Data listing –
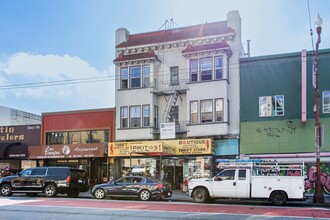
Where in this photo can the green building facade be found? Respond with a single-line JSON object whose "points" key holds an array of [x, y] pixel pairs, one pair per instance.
{"points": [[274, 124]]}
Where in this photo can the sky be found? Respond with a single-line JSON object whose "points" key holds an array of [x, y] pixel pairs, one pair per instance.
{"points": [[57, 55]]}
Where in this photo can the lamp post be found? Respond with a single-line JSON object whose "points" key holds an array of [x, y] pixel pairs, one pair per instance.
{"points": [[318, 195]]}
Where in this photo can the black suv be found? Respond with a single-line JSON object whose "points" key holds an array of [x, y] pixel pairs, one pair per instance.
{"points": [[47, 180]]}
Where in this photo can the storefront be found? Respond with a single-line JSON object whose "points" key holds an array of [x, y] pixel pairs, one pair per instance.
{"points": [[168, 160], [14, 142], [90, 157]]}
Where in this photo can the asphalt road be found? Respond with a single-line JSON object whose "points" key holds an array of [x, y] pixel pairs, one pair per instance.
{"points": [[21, 207]]}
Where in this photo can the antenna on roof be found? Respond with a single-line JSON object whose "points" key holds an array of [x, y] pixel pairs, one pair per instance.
{"points": [[168, 24]]}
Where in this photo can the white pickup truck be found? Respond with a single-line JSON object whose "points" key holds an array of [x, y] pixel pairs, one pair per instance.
{"points": [[274, 181]]}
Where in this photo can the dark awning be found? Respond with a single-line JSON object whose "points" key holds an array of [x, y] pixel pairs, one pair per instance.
{"points": [[16, 150]]}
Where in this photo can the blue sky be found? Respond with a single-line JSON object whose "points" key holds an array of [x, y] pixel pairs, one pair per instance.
{"points": [[47, 42]]}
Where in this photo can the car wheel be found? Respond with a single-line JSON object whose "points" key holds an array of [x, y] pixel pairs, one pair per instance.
{"points": [[31, 194], [278, 198], [50, 191], [200, 195], [73, 194], [145, 195], [99, 193], [6, 190]]}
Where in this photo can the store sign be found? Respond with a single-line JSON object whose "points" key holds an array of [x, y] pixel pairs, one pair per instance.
{"points": [[193, 146], [66, 151], [29, 134], [143, 148], [165, 147], [167, 130]]}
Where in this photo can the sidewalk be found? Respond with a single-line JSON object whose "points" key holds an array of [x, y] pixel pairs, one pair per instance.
{"points": [[179, 196]]}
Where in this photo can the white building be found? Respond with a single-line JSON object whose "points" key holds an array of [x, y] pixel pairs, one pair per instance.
{"points": [[10, 116], [187, 75]]}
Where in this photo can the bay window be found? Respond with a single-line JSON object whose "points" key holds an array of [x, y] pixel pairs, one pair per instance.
{"points": [[135, 73], [135, 116], [206, 69], [193, 112], [206, 111], [193, 68], [124, 117], [146, 115]]}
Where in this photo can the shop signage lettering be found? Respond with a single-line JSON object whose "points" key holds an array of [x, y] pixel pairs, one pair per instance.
{"points": [[172, 147], [29, 134], [66, 151]]}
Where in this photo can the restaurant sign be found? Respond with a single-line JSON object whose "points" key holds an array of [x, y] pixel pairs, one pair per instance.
{"points": [[66, 151]]}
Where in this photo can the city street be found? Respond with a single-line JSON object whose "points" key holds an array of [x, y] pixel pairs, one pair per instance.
{"points": [[21, 207]]}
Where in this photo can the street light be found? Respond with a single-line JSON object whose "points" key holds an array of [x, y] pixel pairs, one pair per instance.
{"points": [[318, 194]]}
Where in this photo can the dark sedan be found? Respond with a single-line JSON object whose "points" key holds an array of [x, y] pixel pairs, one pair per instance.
{"points": [[139, 187]]}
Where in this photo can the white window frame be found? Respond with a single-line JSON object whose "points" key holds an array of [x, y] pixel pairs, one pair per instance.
{"points": [[206, 69], [123, 116], [194, 112], [174, 74], [135, 78], [193, 72], [218, 68], [146, 115], [124, 78], [326, 102], [219, 110], [146, 75], [206, 111], [271, 106], [135, 114]]}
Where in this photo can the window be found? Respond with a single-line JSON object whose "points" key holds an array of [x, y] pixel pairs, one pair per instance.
{"points": [[326, 102], [271, 106], [242, 175], [135, 116], [193, 112], [124, 78], [146, 115], [39, 172], [174, 71], [193, 66], [174, 114], [206, 111], [227, 175], [206, 69], [123, 117], [146, 76], [135, 73], [219, 110], [155, 116], [218, 67]]}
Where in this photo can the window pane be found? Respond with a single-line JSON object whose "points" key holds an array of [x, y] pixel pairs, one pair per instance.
{"points": [[218, 67], [146, 115], [124, 78], [278, 105], [206, 111], [174, 71], [206, 69], [193, 112], [326, 102], [193, 70], [124, 117], [135, 77], [146, 76], [135, 116], [219, 109]]}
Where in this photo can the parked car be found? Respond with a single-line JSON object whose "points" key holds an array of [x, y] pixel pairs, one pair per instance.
{"points": [[139, 187], [48, 180]]}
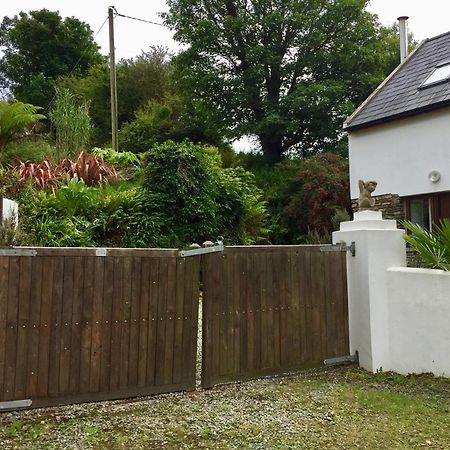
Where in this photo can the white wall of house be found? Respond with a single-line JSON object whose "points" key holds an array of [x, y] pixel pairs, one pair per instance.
{"points": [[398, 317], [400, 154]]}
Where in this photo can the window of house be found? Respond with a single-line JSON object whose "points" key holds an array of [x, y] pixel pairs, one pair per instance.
{"points": [[440, 74], [420, 212]]}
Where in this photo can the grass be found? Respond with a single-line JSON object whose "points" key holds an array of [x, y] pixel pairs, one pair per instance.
{"points": [[337, 409]]}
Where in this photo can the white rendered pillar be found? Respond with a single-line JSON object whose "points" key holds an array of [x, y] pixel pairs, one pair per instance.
{"points": [[379, 245]]}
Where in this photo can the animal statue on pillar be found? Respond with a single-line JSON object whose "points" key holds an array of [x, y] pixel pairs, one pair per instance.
{"points": [[365, 200]]}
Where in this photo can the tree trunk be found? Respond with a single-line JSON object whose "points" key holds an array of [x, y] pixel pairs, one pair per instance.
{"points": [[272, 147]]}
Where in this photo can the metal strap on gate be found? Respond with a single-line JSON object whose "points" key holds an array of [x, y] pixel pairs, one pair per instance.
{"points": [[17, 252], [15, 404], [208, 247], [340, 247]]}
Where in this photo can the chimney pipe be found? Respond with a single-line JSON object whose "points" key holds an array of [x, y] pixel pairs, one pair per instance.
{"points": [[403, 31]]}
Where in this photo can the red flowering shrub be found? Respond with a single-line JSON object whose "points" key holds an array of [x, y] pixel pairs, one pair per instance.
{"points": [[310, 193]]}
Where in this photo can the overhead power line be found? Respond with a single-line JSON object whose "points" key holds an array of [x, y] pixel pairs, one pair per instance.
{"points": [[140, 20]]}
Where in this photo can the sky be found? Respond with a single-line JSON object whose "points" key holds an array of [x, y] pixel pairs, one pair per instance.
{"points": [[427, 18]]}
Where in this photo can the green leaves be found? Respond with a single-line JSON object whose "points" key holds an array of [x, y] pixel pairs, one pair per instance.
{"points": [[17, 120], [289, 71], [433, 247], [39, 47]]}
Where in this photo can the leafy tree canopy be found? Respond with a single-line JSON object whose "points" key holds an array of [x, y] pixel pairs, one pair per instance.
{"points": [[288, 71], [39, 47]]}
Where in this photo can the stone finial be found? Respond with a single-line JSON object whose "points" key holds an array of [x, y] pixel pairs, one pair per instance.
{"points": [[365, 200]]}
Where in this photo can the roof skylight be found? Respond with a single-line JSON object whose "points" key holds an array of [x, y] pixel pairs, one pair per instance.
{"points": [[439, 75]]}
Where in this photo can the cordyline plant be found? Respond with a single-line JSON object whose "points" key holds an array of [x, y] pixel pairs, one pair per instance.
{"points": [[433, 247], [89, 168]]}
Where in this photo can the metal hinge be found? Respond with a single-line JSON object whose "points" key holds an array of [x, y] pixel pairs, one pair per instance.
{"points": [[17, 252], [341, 247], [15, 404], [208, 247], [342, 360]]}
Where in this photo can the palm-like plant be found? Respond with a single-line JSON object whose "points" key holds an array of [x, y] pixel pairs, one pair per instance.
{"points": [[433, 247], [17, 120]]}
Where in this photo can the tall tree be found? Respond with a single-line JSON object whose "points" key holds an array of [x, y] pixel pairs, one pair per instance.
{"points": [[38, 48], [288, 71]]}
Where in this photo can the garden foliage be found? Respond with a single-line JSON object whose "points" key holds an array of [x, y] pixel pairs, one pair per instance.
{"points": [[308, 197], [17, 121], [432, 246], [185, 196]]}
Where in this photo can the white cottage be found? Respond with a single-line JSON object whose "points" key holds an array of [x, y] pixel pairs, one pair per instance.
{"points": [[400, 136]]}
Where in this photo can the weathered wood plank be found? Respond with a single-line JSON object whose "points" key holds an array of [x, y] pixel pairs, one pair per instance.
{"points": [[23, 330], [66, 325], [4, 284], [76, 328], [33, 336], [144, 299]]}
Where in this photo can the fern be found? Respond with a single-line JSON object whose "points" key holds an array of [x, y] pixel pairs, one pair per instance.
{"points": [[17, 120], [433, 247]]}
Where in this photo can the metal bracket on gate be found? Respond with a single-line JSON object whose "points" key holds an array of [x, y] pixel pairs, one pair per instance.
{"points": [[17, 252], [208, 247], [15, 404], [341, 247], [342, 360]]}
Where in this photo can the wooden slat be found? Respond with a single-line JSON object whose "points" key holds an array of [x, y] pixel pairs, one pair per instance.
{"points": [[134, 322], [86, 324], [143, 350], [66, 325], [106, 327], [153, 321], [127, 276], [97, 318], [76, 328], [34, 321], [23, 330], [170, 321], [162, 322], [11, 328], [292, 288], [179, 321], [4, 284], [44, 327], [116, 326]]}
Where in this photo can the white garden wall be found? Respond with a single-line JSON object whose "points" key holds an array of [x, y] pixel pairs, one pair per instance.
{"points": [[418, 320], [399, 318], [10, 209]]}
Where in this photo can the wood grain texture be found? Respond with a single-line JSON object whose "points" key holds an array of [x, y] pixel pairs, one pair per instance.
{"points": [[288, 309], [76, 327]]}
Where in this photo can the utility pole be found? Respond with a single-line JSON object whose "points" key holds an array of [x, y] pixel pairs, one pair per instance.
{"points": [[112, 71]]}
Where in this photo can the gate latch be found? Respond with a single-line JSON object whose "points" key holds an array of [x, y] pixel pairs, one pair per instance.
{"points": [[208, 247], [340, 247]]}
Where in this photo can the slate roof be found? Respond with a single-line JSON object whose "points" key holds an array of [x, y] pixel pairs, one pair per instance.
{"points": [[399, 95]]}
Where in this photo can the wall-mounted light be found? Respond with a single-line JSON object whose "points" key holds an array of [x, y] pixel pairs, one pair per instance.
{"points": [[434, 176]]}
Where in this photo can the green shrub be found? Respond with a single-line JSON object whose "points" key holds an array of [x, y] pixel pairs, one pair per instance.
{"points": [[194, 199], [36, 149], [71, 123], [116, 159], [432, 247], [17, 121], [308, 196]]}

WHAT TO DO – Repeat word for word every line from the one that holds "Where in this photo can the slate" to the end. Both ends count.

CORRECT OUTPUT –
Where in this photo can the slate roof be found? Respond with a single-line JSON object whose "points" key holds an array of [x, y] pixel pairs, one pair per instance.
{"points": [[399, 95]]}
Where in this photo can the wall-mounted light be found? Respond with a single-line JSON object whose "points" key holds an array of [x, y] pixel pairs, one pair per instance.
{"points": [[434, 176]]}
Where in this photo can the green shrub be found? Respond with a single-line JSON object whose "points" key holds an array of [x, y] pixel pairs, one pair per instance.
{"points": [[194, 199], [36, 149], [71, 123], [116, 159], [432, 247], [17, 121], [308, 196]]}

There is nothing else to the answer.